___ Data section ___

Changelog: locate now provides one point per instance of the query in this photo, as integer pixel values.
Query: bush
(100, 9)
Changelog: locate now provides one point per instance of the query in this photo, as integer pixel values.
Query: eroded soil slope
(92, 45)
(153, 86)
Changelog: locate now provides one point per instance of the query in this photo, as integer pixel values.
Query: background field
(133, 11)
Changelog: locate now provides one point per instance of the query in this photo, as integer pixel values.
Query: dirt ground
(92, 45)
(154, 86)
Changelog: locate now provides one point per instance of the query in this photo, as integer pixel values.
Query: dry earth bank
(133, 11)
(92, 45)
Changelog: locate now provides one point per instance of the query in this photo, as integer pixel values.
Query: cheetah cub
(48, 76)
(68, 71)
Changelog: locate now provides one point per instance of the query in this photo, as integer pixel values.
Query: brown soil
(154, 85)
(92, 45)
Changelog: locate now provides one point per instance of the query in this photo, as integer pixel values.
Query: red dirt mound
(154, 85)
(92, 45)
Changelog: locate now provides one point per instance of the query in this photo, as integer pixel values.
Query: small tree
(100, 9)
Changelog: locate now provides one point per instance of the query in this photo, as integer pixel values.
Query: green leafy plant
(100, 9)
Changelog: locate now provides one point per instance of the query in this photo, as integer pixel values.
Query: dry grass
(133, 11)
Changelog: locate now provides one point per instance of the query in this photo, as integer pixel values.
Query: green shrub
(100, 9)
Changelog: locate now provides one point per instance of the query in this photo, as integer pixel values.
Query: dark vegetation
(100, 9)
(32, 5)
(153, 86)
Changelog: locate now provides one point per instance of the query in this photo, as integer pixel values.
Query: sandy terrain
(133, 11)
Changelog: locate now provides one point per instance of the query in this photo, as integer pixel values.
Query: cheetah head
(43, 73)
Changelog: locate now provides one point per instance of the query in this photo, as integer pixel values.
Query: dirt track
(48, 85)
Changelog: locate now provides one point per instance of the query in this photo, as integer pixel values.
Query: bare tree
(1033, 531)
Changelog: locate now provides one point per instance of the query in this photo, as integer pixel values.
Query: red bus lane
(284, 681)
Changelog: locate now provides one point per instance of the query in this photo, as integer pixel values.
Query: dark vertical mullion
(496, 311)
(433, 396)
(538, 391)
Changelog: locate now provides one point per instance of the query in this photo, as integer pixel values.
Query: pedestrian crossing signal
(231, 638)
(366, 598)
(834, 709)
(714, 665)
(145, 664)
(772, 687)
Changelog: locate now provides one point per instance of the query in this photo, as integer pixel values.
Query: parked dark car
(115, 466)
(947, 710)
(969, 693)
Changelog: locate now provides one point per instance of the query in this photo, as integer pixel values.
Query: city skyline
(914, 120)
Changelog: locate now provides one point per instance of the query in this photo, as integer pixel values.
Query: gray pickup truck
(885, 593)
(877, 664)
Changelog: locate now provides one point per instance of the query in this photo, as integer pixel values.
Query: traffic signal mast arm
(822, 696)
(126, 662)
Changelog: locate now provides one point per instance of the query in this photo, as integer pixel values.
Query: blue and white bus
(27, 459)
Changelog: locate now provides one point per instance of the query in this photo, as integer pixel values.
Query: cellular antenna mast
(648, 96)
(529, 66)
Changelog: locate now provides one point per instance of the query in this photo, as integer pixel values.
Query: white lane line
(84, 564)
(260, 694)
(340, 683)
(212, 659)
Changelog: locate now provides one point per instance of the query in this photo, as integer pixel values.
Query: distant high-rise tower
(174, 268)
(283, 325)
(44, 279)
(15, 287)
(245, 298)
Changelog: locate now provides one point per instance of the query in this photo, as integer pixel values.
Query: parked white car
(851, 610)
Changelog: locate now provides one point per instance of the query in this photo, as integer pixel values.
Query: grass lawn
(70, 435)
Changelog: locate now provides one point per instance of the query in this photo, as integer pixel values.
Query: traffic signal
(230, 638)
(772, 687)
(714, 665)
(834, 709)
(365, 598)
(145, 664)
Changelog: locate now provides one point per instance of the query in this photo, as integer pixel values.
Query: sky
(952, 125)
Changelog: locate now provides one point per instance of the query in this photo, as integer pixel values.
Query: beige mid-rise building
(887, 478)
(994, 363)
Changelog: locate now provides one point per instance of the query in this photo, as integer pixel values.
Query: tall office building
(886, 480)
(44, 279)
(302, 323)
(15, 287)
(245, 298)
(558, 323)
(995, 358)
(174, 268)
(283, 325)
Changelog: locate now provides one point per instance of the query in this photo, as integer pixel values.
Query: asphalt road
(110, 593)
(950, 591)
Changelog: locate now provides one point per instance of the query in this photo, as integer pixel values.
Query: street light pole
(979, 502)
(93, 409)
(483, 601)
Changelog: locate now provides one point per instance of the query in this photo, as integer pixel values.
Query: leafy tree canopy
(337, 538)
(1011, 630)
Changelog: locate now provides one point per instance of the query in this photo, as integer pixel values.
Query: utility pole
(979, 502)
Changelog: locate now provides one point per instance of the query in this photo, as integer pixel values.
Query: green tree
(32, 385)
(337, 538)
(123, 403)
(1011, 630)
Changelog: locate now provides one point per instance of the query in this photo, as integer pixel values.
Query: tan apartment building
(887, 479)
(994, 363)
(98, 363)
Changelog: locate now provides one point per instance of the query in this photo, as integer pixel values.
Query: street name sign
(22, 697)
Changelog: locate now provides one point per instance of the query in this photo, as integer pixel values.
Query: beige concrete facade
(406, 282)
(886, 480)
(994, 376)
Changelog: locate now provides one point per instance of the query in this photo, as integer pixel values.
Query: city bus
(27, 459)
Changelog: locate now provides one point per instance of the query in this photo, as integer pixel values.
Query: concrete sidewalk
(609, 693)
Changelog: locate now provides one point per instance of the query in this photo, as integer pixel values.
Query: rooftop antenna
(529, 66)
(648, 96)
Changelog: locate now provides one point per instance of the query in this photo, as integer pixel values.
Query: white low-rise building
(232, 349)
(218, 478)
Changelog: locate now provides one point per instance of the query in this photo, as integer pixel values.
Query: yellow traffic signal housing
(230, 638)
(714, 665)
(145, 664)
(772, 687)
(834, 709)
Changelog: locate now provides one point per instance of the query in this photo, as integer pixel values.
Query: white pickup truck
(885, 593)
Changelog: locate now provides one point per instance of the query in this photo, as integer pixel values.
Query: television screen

___

:: Problem ::
Repeat exactly the lines from the line containing "Query: white pickup truck" through the last line of the records above, including both, and nothing else.

:: Finished task ::
Query: white pickup truck
(885, 593)
Changelog: locate now provides one point per instance of the query in this photo, as integer pixel values.
Query: television screen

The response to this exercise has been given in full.